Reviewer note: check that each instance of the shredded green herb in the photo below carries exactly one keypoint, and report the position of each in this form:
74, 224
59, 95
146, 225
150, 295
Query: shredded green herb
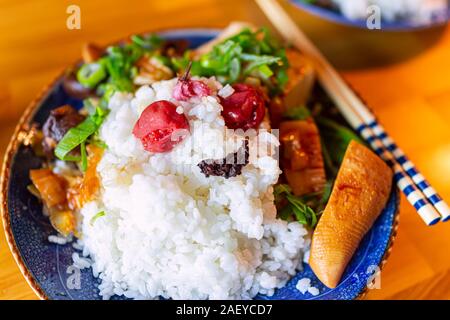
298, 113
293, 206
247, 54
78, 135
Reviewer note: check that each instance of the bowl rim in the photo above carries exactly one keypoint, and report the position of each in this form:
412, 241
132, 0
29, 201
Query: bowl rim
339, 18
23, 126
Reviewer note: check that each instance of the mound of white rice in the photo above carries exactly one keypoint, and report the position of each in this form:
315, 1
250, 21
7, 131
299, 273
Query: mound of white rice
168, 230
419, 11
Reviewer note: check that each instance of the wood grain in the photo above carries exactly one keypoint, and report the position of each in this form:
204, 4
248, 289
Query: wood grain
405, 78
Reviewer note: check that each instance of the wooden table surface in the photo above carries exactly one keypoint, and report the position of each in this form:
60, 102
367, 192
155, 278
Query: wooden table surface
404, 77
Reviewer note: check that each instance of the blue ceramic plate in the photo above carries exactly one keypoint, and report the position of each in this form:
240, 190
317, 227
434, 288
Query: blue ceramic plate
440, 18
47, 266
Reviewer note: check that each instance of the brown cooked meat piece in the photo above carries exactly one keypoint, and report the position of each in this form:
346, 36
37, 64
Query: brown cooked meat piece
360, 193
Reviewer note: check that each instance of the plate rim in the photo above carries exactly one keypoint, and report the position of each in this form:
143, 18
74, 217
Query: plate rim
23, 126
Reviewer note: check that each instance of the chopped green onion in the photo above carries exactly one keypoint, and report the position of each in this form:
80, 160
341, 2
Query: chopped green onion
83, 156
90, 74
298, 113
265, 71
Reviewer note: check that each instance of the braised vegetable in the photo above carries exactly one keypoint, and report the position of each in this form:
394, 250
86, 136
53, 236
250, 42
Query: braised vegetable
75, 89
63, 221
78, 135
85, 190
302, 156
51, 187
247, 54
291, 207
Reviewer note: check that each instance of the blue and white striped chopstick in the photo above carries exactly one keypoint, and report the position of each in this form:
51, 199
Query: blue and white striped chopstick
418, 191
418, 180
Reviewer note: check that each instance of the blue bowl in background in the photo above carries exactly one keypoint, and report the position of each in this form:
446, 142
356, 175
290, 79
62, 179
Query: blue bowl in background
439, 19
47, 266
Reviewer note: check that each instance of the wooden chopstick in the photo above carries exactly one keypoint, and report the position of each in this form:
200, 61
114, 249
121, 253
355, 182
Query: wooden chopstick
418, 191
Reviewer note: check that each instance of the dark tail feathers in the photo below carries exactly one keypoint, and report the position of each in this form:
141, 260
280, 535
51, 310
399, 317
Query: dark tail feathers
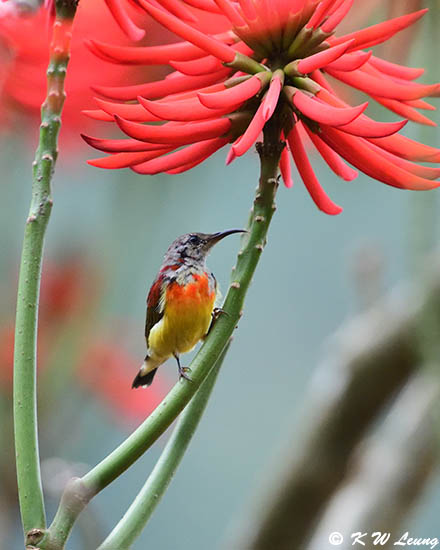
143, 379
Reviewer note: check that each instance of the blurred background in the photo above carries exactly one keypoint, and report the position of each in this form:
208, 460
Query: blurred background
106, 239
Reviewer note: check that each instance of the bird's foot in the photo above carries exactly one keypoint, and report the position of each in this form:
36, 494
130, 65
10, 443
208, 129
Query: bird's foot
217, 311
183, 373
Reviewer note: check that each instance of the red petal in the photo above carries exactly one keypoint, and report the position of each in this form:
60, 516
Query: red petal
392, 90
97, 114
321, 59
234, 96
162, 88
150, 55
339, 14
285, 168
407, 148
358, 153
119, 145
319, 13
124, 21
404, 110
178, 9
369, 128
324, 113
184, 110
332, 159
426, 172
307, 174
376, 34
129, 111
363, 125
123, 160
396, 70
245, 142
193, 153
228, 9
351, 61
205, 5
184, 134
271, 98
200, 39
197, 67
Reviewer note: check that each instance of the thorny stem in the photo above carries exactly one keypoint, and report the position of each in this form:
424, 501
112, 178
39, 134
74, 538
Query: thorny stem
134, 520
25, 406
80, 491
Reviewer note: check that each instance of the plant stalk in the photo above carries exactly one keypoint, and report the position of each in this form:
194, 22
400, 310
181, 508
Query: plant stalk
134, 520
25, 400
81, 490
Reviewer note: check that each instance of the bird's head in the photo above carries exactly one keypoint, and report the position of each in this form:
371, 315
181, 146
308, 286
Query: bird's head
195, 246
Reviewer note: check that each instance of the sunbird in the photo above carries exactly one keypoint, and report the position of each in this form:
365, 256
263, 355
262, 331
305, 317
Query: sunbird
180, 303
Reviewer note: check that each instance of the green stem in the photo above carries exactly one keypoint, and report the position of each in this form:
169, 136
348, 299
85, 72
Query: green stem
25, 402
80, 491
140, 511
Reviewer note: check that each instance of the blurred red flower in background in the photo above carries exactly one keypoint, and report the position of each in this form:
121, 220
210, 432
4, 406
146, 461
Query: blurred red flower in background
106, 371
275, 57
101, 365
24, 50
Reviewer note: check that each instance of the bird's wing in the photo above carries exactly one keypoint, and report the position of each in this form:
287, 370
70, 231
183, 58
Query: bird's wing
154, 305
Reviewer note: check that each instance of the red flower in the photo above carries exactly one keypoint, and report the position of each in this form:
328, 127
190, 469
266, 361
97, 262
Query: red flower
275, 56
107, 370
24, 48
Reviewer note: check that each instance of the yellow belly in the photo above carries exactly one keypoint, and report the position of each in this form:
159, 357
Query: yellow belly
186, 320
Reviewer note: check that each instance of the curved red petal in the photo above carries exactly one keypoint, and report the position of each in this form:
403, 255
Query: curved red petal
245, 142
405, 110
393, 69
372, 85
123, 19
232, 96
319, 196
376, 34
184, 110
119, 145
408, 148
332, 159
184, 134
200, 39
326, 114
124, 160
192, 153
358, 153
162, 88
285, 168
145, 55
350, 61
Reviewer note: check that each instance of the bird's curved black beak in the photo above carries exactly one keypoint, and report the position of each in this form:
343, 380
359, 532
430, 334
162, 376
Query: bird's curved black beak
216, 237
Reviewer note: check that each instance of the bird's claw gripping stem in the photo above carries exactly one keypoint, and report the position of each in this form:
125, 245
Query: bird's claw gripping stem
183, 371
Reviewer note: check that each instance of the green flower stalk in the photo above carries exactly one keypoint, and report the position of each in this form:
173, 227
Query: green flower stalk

# What is required
Write out the records above exactly as they appear, leaving out any pictures.

# The completed task
Reviewer note: check that each instance of the shredded green herb in the photo below carries exactly one keypoint, and report the position of each in this form:
74, 224
59, 95
146, 225
150, 295
Query: shredded green herb
298, 113
293, 206
247, 54
78, 135
Reviewer note: check that each instance of the bowl rim in the photo above carries exactly one keypoint, and report the position of each in this form:
412, 241
132, 0
29, 201
Query: bowl rim
339, 18
23, 126
Reviewer note: check that each instance of the mound of white rice in the photo above carries exactly one keypoint, and report the position of each in this form:
315, 1
250, 21
7, 131
299, 273
Query: mound of white rice
168, 230
419, 11
Reviewer note: check that each instance of the wood grain in the photo above carries exactly one keypoint, and report the position of each in this form:
204, 4
248, 289
Query: wood grain
405, 78
Reviewer note: check that each instance of the wooden table surface in the photo above carries exactly one keypoint, and report the position of each in this form:
60, 102
367, 192
155, 278
Query: wooden table surface
404, 77
Reviewer note: check that each instance of the blue ceramic plate in the photo above carries exactly one keypoint, and report the position of each in this form:
240, 190
317, 227
434, 288
Query: blue ceramic plate
440, 18
47, 266
Reviewer note: check that each instance of the brown cooked meat piece in the photo above carries exactly one keypoint, and report the position of each in this form:
346, 36
37, 64
Query: brown cooked meat piece
360, 193
Reviewer note: check that each instance of the plate rim in the photo above carries exactly one keypoint, and report the position of each in this form:
143, 18
74, 217
Query: plate rim
23, 126
Reviewer note: check that each instance of the chopped green onion in the photo above carries exactly one keypoint, and report the position of each in this form:
80, 160
341, 2
Query: chopped green onion
83, 156
90, 74
298, 113
265, 71
Reviewer note: check that each instance of the braised vegetable in the photo above carries exactly one keypoint, and report the position of each in this form:
394, 250
86, 136
53, 236
250, 42
Query: braised vegetable
75, 89
63, 221
78, 135
85, 190
302, 156
51, 187
247, 54
291, 207
Reviewer note: check that each instance of the blue and white striped chopstick in the photo above carries exactly one keypoint, and report the position of each in this form:
51, 199
Query: blue and white striped chopstick
418, 191
418, 180
Reviewer note: check that each instance of the blue bowl in background in the photo above carries exactly one keypoint, and report the position of each in this form:
446, 142
356, 175
290, 79
62, 179
Query: blue bowl in background
439, 19
47, 266
Reviewer note: check that each instance of the wooden chopstick in the photo above carries exactly one keypoint, and report the position of each in this form:
200, 61
114, 249
121, 253
355, 182
Query: wooden chopstick
418, 191
Reviewer note: check that each instance of the dark tail feathers in the photo below carries exactly one keypoint, and report the position of each in this form:
141, 260
280, 535
51, 310
399, 317
Query: dark tail feathers
143, 379
Reviewer note: check that each instance of the blurred background in the photo above carries exactly one keypoint, and report the position of each in this form:
208, 460
Query: blurred background
106, 239
Reviewer note: check that each instance of the bird's foot in the photo above carries exactly one keypoint, and report the position of each in this form:
36, 494
130, 65
10, 443
208, 129
Query: bird's foot
217, 311
183, 373
Reviewer note: check that each instance of the red petal in the photo above carries exactly one keypoint, and report the position of each in this form:
60, 516
Query: red petal
392, 90
97, 114
321, 59
234, 96
162, 88
150, 55
339, 14
285, 168
407, 148
358, 153
119, 145
319, 13
124, 21
404, 110
178, 9
369, 128
324, 113
184, 110
332, 159
426, 172
307, 174
376, 34
129, 111
363, 125
123, 160
396, 70
245, 142
193, 153
228, 9
351, 61
205, 5
184, 134
271, 98
200, 39
197, 67
Reviewer note: check that each instance of the thorny stem in the photo above carries exactly one keypoint, and report the position of each in this form:
424, 501
112, 178
39, 134
74, 538
Query: thorny stem
134, 520
25, 406
80, 491
Reviewer note: check that each instance of the plant stalk in the photo above carries exactly one keypoint, and report the position of each in this form:
194, 22
400, 310
181, 508
Query: plant stalk
134, 520
25, 400
81, 490
Reviewer note: check that each instance of the bird's head in the photo above carries exactly one keypoint, and report the position of each in this form:
371, 315
181, 146
308, 286
Query: bird's head
195, 246
Reviewer note: check that each instance of the sunbird in the photo above carries exactly one keypoint, and report the position of each in this form:
365, 256
263, 355
262, 331
305, 317
Query: sunbird
180, 303
Reviewer note: check that each instance of the green stem in the photo above carries exactly one keypoint, and report the position of each in this form:
169, 136
348, 299
85, 72
Query: green stem
25, 402
80, 491
140, 511
Reviewer note: check that each instance of the blurred red flower in background in the photo above carries exactly one keypoint, and report the position of each in this form:
121, 220
210, 432
4, 406
146, 461
Query: blurred red flower in background
106, 371
275, 57
101, 365
24, 50
Reviewer note: check that each instance of the bird's wing in the photo above carries exactly one keypoint, and report the position of each in this form:
287, 370
70, 231
183, 58
Query: bird's wing
154, 305
Reviewer note: check that each instance of the red flower in the photo above carries exactly one keypoint, and report the position of each in this form:
328, 127
190, 469
266, 361
97, 262
Query: red flower
275, 56
107, 370
24, 48
Reviewer note: check that each instance of the yellow belly in the photo above carries exactly one keypoint, and report the position of each in this form:
159, 357
Query: yellow belly
186, 320
Reviewer note: check that each instance of the curved red petal in the photo above carries exactly one keypoint, and report the position of each in this form:
403, 255
Query: curved red petal
245, 142
405, 110
393, 69
372, 85
123, 19
232, 96
319, 196
376, 34
184, 110
119, 145
408, 148
332, 159
184, 134
200, 39
326, 114
124, 160
192, 153
358, 153
162, 88
285, 168
145, 55
350, 61
Reviewer note: check that each instance of the bird's curved black beak in the photo above carries exactly one keypoint, and report the position of each in this form:
343, 380
359, 532
430, 334
162, 376
Query: bird's curved black beak
216, 237
Reviewer note: check that each instance of the bird's claw gripping stem in the photo above carries exactly one keypoint, and report the position of each in this form:
125, 245
Query: bird's claw gripping stem
183, 371
Reviewer note: check that each instance of the green flower stalk in the photo above carries exactly one keypoint, and report the position of each in this form:
173, 227
Query: green flower stalk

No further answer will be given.